**Problem requirements**
Locate every line below that contains the string "slope", and copy each of those lines in full.

□ □ □ □ □ □ □

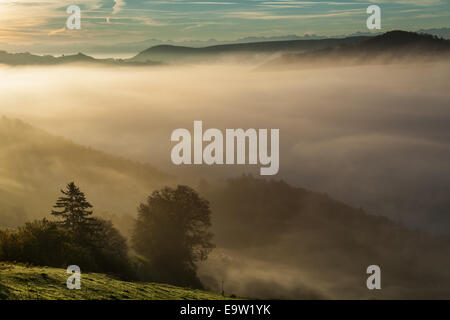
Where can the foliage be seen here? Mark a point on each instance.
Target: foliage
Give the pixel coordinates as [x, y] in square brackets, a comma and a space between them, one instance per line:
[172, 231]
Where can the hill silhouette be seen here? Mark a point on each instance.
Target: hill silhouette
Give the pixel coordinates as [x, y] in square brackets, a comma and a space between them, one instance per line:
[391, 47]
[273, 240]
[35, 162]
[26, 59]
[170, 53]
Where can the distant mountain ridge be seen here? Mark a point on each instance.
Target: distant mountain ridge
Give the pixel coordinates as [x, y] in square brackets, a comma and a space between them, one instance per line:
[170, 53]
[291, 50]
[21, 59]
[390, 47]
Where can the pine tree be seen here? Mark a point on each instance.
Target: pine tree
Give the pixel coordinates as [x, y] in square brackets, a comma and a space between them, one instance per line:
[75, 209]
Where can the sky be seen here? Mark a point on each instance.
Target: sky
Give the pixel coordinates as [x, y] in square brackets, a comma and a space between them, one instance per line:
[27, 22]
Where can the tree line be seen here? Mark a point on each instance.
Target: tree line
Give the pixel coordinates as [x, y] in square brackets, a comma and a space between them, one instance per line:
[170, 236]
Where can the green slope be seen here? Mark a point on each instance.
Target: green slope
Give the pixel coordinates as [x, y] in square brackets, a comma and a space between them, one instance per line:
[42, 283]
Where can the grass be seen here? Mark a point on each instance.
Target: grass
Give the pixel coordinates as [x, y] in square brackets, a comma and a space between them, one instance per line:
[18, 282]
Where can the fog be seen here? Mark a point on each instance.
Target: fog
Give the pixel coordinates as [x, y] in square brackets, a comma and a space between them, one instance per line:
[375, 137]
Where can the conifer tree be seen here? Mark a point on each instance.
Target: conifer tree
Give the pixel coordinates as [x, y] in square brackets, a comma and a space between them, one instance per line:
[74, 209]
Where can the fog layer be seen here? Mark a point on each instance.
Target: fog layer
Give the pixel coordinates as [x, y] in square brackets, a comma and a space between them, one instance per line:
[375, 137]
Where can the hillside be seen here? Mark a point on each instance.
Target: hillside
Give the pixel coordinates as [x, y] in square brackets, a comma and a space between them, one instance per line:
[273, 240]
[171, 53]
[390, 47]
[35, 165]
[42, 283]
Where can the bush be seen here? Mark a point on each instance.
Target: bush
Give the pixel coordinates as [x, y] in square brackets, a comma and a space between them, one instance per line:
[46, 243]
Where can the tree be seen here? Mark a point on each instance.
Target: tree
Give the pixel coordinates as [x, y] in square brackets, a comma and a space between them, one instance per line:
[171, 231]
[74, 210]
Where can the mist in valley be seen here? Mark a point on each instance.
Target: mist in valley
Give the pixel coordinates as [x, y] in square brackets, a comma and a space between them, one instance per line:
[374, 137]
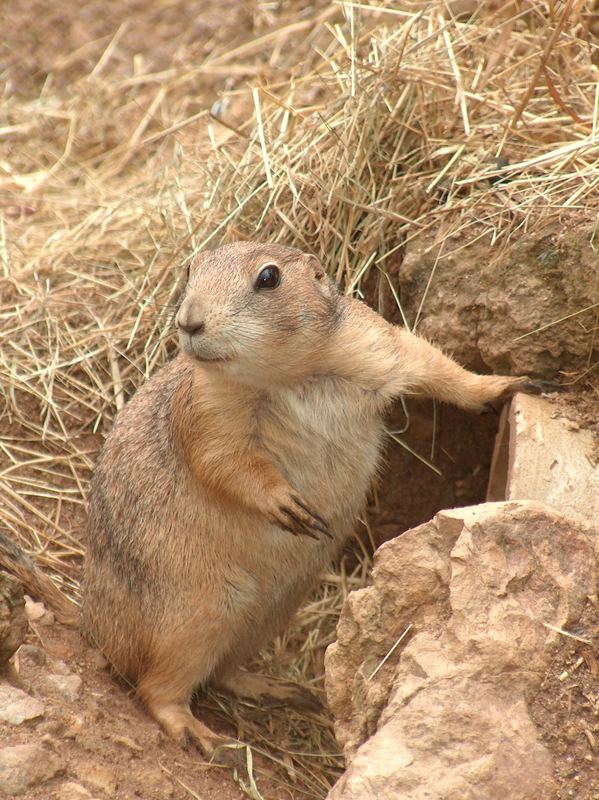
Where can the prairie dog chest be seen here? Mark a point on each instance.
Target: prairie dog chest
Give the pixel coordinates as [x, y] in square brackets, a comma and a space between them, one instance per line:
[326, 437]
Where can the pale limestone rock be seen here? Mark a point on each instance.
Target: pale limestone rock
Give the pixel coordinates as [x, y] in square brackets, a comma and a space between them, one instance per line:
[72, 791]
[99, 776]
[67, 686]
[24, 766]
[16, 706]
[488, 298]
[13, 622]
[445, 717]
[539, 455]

□ □ □ □ □ □ □

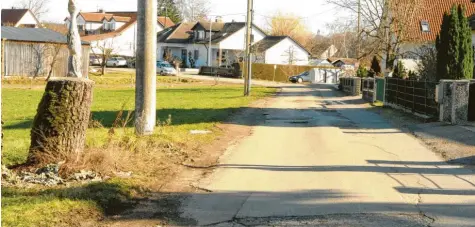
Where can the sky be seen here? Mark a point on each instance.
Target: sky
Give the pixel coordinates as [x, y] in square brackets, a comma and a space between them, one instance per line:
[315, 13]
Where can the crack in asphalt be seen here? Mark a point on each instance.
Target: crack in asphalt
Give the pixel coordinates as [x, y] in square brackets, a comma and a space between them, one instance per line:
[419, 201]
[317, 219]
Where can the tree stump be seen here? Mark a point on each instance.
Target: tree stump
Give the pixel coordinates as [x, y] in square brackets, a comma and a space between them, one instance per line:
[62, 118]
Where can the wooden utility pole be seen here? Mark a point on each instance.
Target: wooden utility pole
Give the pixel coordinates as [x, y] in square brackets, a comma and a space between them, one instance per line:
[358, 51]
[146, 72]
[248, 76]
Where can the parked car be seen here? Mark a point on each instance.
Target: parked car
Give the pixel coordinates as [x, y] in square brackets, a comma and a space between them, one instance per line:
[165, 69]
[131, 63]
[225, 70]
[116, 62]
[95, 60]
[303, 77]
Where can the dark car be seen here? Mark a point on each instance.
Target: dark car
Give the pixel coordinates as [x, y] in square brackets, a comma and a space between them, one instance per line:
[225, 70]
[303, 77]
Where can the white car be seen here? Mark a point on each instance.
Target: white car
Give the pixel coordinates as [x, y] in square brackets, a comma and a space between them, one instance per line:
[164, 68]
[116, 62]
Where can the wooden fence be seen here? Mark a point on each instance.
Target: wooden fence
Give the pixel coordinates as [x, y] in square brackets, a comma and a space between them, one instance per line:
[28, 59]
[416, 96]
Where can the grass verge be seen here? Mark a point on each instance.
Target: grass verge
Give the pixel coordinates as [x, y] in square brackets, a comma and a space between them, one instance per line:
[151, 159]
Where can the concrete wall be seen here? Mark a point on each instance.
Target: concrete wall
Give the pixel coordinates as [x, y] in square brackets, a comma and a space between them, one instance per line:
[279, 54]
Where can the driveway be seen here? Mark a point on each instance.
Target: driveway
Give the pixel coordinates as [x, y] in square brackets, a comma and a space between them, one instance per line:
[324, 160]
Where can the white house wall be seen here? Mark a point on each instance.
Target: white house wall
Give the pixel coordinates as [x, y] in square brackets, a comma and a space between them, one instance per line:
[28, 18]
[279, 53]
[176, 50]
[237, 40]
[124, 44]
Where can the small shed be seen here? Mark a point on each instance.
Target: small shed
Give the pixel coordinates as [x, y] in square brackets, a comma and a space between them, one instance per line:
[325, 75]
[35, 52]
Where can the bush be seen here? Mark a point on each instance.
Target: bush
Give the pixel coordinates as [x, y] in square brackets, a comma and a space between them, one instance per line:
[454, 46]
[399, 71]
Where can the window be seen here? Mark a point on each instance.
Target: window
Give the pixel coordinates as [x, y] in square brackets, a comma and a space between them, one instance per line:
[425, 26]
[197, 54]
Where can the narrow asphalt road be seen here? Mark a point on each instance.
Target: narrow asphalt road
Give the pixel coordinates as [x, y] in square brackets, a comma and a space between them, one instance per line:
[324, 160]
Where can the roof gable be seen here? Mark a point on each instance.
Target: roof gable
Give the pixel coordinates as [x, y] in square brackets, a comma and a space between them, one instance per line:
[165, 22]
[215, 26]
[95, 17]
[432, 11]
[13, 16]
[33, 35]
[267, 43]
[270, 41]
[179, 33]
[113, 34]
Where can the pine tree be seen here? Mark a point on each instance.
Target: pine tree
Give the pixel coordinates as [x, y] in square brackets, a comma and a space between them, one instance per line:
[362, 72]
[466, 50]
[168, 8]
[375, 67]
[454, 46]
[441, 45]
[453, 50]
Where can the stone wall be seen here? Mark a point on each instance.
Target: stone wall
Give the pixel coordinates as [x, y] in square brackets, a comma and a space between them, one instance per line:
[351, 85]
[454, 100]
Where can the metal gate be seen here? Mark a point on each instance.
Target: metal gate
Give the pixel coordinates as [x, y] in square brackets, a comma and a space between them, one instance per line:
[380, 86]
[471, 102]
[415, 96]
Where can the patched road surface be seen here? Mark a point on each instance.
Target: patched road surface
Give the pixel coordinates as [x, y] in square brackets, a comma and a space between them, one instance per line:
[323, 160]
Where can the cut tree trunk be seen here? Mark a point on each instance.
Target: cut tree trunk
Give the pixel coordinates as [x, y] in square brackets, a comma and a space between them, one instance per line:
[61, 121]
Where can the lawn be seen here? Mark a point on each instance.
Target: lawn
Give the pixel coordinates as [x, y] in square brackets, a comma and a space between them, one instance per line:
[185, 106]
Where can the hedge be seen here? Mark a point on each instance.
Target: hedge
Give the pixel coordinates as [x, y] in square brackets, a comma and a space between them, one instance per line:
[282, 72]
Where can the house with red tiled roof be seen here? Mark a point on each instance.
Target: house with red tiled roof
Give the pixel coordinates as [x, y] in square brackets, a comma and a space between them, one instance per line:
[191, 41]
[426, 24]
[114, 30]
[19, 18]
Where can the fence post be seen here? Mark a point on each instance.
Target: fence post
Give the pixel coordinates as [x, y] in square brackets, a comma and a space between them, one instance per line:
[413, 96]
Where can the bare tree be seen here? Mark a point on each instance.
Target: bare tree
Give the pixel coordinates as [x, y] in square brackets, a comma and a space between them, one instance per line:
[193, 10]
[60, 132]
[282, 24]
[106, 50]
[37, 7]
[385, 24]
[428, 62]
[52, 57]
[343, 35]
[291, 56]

□ □ □ □ □ □ □

**The solution**
Where can the green slope be seen here? Mark a point on each instance.
Target: green slope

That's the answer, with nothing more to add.